> _PROMPT_
Give back the line below containing "Question. Indicate a point on each instance of the toilet tank" and every later line, exactly.

Collected data:
⟨

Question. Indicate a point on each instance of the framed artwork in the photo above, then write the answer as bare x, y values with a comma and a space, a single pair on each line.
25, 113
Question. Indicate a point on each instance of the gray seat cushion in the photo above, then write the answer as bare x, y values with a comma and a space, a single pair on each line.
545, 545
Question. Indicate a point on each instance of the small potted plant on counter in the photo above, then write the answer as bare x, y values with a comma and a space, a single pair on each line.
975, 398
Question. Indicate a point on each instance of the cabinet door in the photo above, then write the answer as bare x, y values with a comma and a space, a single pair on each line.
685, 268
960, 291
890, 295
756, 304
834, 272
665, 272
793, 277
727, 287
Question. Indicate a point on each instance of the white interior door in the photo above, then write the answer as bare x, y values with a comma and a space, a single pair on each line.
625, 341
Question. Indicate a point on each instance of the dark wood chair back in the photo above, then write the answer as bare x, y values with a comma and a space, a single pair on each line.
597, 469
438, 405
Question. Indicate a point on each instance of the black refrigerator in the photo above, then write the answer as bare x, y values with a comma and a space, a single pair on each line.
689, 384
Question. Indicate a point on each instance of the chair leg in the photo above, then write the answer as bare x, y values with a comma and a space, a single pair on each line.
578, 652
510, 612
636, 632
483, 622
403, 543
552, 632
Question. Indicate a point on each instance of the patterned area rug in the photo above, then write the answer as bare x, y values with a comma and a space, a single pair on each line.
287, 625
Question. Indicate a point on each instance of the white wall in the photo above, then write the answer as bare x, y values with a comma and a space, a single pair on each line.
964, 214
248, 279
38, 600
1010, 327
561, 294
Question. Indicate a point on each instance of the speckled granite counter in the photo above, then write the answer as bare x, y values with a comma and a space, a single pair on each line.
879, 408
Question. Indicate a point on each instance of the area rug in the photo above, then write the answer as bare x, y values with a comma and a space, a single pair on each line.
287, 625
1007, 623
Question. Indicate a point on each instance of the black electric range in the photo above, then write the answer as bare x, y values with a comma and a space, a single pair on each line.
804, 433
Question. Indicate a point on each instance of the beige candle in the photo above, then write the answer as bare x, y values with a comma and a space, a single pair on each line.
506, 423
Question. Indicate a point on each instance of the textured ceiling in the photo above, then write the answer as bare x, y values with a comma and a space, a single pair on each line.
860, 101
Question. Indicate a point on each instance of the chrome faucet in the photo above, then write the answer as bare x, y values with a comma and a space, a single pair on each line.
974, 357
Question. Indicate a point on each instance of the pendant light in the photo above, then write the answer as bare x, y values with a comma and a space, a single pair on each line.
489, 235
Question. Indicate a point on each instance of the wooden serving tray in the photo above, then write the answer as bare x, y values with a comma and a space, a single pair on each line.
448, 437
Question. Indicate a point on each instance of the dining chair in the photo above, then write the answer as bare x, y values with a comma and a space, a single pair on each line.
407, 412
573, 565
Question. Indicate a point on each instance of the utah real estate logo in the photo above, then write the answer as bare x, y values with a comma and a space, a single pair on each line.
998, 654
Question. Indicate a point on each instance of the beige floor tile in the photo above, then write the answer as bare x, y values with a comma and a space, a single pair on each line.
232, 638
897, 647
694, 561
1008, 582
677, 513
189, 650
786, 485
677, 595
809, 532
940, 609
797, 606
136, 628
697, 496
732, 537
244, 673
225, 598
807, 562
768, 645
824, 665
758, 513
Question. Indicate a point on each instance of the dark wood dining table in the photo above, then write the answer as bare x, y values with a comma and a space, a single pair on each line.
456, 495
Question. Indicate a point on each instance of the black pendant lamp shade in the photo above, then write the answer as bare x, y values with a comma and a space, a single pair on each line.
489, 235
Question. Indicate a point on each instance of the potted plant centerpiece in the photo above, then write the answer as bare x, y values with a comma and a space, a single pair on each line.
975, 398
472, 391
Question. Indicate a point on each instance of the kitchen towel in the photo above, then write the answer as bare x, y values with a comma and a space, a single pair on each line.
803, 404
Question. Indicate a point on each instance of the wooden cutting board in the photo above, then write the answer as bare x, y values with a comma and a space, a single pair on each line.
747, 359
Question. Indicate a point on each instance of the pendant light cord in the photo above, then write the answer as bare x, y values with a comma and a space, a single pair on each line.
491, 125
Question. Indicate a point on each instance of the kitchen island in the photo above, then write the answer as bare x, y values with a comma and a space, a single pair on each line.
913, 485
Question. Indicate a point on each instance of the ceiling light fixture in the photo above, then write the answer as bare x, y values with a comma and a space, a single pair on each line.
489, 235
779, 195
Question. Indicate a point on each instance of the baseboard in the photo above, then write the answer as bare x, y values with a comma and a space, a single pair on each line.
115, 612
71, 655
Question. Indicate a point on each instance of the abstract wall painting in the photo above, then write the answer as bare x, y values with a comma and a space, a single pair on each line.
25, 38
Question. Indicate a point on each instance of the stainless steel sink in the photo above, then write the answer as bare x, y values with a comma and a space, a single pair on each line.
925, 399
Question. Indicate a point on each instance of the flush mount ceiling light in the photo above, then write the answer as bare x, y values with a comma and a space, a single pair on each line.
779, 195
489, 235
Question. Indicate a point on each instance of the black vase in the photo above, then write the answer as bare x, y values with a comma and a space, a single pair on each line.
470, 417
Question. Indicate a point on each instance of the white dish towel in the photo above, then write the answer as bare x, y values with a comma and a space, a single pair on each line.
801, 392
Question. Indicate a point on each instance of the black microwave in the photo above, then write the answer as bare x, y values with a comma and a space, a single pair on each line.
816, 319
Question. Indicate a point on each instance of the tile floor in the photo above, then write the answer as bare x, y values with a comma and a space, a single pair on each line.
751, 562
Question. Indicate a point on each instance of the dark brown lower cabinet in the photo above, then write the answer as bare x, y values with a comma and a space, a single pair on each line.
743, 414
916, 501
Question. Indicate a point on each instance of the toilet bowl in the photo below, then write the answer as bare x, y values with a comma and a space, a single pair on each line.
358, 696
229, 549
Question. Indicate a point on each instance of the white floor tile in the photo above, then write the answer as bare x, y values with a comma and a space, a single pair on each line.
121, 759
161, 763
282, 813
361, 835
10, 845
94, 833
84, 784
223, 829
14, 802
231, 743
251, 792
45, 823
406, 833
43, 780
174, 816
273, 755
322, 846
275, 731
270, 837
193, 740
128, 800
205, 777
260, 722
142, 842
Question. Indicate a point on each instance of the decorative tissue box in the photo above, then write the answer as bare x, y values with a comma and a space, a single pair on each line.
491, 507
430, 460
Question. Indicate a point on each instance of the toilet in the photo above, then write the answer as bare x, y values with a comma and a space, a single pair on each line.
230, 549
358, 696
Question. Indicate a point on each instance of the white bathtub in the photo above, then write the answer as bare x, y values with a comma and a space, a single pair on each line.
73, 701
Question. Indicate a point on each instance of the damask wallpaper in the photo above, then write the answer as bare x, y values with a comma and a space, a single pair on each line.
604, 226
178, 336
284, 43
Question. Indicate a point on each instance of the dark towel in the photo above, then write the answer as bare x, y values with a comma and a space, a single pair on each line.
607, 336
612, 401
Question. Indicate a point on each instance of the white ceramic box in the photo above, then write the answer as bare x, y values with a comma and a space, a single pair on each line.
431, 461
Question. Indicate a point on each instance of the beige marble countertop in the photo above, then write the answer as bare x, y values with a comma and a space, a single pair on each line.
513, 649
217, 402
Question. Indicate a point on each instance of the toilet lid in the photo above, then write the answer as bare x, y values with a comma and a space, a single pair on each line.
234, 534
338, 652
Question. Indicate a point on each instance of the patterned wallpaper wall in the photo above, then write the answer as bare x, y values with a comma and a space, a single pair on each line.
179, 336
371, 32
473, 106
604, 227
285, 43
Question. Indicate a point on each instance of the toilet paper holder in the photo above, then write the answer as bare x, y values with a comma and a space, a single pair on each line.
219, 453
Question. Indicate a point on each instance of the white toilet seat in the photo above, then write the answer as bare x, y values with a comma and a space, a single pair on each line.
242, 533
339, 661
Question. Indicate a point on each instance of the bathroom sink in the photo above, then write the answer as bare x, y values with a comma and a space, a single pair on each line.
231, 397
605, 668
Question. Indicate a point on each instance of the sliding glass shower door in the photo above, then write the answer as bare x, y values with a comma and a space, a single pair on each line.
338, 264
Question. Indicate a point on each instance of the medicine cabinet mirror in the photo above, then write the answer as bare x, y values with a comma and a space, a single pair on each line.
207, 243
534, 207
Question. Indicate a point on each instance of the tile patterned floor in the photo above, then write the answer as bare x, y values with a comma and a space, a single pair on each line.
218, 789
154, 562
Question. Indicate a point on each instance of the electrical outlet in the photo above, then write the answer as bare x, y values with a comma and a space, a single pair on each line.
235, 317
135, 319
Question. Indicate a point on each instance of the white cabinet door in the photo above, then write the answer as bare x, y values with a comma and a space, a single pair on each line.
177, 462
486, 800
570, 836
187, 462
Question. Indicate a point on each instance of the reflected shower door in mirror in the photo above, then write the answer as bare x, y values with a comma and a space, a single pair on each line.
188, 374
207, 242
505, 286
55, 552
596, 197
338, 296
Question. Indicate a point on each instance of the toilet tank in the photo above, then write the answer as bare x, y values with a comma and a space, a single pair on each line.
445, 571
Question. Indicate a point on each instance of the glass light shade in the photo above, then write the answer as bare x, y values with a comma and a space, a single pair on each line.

⟩

> _SOLUTION_
Question. Indicate a point on each instance of the toilet tank in the photo above, then write the answer as bare x, y values with a comma and a space, a single pair on each line.
445, 571
Question. Indicate a point on each instance of the glass light shade in the photo above, then write the answer as bare x, y values with a comma and a space, a single pair on each line.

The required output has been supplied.